═══ Text shown

This title is used as a sample from Deltron 3030‘s track, Virus (video). I don’t usually cite the refences for my titles, but I felt this was extra appropriate.
We (as people in general, but sysadmins specifically) try to prepare for disasters. In the even that one does occur, hopefully we take something from our experiences and alter our practices / backup routines accordingly.
In my case, my office was fine for Katrina. I did have to get a tape mailed overnight, but overall, not too bad. There is, however, room for improvement. While we were okay in respect to the storm, I did lose a couple of days in simple hard disk addition last week. Then a tape failed. To rectify this situation, and improve the Hurricane Contingency Plan, I have implemented an off-site storage system.
Using rdiff-backup, my data is now backup up through a secure connection to a drive at both my apartment and to a server in our Houston office. Houston also off-sites to my apartment and our New Orleans office, in addition to their tape drive. While the initial copying may use quite a bit of bandwidth and time (at night, don’t really care), the subsequent usage is quite small, especially if I optimize/clean/restructure my files and filestructure for it. This is a pretty old network, and as a result, there are copies of copies of files, installers, etc. A clean-up is in order anyways.

══════

● **Activity**:
Rewrite the post on disaster preparation and backups from "We (as people" up to and including "backup routines accordingly.", swapping "disasters" for "outages".

═══ Entries provided

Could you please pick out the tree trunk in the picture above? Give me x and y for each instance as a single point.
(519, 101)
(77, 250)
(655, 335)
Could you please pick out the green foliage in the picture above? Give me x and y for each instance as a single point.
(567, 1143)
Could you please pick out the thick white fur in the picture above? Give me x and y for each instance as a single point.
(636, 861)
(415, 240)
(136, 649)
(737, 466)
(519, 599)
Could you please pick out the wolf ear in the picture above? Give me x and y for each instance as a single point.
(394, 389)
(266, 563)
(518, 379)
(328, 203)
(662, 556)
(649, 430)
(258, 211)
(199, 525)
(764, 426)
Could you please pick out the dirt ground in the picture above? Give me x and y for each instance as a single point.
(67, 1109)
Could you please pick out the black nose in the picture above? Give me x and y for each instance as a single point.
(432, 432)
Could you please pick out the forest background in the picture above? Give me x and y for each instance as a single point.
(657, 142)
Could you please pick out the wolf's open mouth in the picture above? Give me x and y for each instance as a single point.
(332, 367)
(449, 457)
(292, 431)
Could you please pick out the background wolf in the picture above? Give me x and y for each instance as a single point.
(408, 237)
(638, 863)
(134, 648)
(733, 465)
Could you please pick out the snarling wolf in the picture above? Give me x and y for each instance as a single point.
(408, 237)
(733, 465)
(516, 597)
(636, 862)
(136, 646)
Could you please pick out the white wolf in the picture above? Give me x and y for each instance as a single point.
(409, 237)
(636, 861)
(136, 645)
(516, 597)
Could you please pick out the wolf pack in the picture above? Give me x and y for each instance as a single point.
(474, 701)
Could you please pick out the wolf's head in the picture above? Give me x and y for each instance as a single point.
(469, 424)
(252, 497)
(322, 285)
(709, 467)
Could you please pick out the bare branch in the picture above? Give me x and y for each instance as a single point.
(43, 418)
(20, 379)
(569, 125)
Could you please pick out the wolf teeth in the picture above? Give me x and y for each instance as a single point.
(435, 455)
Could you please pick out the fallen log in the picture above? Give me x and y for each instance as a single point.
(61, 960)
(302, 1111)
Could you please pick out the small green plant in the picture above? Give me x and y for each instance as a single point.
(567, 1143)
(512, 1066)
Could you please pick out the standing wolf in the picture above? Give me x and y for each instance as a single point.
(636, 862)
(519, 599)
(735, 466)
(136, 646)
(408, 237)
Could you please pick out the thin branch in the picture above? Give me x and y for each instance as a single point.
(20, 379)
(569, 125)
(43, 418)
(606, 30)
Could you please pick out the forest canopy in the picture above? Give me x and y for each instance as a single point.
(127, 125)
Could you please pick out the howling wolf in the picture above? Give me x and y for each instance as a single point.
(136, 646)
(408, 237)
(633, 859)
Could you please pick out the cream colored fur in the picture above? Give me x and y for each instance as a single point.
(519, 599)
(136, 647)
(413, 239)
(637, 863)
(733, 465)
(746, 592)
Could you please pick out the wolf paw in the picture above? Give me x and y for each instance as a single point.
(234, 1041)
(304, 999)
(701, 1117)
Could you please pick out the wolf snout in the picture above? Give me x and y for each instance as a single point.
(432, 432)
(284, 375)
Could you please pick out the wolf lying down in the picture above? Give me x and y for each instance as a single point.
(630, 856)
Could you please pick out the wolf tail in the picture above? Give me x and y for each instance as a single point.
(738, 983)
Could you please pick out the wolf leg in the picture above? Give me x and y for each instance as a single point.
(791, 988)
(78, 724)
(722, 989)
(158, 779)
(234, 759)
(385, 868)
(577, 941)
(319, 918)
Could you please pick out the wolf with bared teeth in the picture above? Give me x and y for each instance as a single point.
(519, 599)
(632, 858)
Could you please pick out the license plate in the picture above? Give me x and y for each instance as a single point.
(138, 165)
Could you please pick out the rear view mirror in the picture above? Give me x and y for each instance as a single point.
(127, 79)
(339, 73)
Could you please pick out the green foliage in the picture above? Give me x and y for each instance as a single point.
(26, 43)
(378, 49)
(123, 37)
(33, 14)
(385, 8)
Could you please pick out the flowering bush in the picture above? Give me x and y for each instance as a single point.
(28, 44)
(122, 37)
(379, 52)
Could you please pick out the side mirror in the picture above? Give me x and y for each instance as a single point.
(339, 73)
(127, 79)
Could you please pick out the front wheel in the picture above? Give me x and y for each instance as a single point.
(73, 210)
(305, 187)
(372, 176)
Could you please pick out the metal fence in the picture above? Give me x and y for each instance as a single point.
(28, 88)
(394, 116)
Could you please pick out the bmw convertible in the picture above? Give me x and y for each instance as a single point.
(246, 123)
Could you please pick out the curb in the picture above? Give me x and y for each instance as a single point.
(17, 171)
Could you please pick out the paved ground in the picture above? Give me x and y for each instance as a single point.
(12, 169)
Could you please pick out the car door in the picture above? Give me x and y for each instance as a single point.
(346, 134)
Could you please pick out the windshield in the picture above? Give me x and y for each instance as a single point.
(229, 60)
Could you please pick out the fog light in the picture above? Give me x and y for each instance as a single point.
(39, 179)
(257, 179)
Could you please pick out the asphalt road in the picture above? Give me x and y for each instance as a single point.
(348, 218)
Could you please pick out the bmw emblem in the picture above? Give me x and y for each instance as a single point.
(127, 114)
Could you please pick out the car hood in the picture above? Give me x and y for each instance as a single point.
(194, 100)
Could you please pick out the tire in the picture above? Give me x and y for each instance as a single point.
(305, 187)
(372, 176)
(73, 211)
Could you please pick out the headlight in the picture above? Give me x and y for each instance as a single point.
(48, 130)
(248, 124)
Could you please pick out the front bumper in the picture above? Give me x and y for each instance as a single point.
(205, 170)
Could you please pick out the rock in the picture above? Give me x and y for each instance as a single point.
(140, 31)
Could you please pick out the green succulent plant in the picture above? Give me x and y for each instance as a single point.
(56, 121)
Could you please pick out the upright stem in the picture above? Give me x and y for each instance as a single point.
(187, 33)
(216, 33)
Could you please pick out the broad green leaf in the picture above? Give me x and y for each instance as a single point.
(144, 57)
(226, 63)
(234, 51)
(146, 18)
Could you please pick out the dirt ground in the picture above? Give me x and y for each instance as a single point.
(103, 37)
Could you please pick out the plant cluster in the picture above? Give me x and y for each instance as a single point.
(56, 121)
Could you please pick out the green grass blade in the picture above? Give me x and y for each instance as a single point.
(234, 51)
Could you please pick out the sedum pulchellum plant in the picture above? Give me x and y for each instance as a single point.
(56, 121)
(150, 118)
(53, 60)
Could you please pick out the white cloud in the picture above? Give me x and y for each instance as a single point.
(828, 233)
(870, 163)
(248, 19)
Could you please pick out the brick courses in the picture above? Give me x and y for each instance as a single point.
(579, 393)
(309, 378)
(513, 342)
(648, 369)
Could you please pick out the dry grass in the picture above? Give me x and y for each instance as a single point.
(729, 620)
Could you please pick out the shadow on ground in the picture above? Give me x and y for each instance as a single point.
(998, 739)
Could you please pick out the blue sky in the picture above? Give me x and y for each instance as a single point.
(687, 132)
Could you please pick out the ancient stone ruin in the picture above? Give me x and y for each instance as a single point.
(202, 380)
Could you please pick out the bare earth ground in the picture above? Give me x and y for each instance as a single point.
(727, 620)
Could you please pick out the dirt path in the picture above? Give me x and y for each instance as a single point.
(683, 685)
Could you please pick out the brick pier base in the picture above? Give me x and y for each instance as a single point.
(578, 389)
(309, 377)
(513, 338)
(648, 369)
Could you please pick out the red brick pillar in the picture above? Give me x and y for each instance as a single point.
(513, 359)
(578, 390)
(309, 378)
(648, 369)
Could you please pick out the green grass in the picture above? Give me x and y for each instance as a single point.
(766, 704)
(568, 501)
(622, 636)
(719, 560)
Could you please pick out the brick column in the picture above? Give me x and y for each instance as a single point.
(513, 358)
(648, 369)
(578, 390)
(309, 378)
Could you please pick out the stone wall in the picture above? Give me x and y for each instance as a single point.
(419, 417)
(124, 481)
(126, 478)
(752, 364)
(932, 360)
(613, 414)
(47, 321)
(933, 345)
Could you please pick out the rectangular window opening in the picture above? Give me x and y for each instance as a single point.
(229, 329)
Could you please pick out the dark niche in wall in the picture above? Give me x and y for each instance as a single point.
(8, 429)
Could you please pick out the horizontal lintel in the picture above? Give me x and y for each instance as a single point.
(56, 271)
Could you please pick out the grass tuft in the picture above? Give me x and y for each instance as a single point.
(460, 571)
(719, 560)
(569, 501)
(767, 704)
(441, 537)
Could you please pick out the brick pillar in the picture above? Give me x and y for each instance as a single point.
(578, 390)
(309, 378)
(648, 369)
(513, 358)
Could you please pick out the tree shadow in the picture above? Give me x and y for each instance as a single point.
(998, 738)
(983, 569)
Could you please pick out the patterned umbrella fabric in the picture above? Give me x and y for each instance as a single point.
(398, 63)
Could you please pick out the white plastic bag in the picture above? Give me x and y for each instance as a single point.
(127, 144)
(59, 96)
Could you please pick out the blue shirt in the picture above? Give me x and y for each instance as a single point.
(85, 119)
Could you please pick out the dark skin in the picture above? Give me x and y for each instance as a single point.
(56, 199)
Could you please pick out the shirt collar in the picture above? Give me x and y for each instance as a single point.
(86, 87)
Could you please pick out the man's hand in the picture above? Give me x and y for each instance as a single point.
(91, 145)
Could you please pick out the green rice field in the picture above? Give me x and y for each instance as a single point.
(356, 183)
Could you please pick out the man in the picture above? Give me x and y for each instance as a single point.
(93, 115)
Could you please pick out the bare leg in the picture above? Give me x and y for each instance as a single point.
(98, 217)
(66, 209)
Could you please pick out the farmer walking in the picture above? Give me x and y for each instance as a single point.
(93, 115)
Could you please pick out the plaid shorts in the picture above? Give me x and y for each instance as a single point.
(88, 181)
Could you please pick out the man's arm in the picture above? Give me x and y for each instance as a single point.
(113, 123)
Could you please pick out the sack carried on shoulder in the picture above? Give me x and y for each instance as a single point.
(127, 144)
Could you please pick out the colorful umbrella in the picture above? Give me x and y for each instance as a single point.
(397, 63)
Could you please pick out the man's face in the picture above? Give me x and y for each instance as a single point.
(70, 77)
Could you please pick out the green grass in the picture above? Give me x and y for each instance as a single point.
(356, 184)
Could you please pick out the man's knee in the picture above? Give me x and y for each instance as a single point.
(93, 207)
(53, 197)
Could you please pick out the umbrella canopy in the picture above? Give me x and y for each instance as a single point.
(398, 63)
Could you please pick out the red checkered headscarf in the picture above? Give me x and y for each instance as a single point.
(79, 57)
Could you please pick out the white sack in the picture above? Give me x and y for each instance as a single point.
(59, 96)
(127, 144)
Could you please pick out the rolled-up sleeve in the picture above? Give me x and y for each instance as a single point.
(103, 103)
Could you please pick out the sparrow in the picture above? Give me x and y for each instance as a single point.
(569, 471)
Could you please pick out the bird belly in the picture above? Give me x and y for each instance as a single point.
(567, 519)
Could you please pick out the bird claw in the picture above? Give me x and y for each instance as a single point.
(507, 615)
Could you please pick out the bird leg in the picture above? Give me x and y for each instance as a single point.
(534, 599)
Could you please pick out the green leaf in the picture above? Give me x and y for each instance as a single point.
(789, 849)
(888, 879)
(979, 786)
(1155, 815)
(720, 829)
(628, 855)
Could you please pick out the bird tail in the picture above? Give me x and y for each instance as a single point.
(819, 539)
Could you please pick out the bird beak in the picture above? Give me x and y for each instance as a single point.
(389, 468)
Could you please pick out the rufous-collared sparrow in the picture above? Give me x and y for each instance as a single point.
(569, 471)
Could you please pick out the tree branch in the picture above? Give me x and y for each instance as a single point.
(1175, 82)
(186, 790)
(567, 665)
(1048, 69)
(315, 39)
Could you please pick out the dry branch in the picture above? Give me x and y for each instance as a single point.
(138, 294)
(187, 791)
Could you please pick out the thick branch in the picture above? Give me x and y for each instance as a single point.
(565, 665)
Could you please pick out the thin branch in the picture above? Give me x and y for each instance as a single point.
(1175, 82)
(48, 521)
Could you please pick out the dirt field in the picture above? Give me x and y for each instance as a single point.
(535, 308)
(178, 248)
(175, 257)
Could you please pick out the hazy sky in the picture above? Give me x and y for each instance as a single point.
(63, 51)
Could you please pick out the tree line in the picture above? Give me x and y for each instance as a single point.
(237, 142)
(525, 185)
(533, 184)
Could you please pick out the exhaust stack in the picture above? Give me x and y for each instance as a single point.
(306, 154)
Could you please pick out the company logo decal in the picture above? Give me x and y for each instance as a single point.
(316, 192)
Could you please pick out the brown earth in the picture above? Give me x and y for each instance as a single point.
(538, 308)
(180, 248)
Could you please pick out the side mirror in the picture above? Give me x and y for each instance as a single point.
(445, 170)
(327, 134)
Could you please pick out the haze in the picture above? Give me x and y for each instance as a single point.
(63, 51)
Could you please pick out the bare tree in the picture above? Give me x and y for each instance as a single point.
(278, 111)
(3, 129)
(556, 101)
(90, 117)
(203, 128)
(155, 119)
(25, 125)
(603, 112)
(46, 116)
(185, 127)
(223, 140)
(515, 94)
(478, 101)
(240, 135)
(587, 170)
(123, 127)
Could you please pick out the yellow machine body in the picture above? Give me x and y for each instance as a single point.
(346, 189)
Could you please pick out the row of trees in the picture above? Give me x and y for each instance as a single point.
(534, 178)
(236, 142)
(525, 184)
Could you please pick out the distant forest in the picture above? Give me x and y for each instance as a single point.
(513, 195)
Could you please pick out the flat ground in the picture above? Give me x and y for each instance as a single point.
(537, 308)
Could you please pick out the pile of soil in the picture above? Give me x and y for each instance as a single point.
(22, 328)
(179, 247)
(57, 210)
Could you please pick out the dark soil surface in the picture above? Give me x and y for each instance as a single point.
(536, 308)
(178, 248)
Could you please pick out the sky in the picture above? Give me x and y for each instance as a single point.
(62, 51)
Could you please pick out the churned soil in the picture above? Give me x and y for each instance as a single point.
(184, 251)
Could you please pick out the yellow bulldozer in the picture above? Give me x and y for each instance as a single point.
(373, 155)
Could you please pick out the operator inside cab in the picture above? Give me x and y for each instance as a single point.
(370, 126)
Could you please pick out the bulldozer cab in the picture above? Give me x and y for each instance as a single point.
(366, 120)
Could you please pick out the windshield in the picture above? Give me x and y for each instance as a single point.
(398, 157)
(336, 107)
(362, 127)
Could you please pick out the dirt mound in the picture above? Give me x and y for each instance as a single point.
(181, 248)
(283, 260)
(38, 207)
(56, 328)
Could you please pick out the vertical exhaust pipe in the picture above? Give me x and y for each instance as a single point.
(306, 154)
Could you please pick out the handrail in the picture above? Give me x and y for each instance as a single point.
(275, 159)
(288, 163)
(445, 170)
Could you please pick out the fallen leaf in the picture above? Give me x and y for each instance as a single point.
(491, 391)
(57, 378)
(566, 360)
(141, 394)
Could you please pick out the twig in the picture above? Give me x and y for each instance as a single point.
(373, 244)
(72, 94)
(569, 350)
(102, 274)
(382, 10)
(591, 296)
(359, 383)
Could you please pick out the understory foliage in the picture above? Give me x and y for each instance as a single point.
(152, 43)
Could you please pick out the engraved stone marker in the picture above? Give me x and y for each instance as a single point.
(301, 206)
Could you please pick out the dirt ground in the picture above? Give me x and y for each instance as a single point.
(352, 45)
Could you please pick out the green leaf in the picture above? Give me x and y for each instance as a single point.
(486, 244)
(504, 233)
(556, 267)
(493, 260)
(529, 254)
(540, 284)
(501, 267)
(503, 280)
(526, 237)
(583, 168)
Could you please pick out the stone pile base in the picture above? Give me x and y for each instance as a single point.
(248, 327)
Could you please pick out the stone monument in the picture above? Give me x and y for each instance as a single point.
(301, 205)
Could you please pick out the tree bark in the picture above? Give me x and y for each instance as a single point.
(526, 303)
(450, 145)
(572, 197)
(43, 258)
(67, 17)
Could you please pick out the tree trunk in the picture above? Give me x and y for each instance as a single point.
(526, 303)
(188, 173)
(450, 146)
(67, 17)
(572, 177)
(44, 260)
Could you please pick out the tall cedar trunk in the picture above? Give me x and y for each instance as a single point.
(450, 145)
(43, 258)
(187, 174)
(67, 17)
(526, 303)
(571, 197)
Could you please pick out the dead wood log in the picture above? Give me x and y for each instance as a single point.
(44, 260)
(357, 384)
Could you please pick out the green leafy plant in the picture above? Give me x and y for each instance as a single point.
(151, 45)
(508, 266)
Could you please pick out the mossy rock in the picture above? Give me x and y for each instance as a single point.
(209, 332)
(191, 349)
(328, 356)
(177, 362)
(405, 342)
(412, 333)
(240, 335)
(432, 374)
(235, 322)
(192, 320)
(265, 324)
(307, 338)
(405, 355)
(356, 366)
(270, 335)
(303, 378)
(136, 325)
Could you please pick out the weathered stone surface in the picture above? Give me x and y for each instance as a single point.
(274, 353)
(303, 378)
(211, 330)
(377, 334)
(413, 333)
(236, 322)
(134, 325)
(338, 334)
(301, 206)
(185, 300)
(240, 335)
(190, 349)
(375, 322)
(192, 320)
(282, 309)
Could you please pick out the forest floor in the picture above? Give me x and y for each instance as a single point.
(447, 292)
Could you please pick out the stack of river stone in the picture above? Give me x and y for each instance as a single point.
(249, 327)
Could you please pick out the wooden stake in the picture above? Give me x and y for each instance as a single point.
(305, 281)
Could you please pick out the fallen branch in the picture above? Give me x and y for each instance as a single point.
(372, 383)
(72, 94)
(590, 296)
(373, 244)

══════

● **Written answer**:
We (as people in general, but sysadmins specifically) try to prepare for outages. In the even that one does occur, hopefully we take something from our experiences and alter our practices / backup routines accordingly.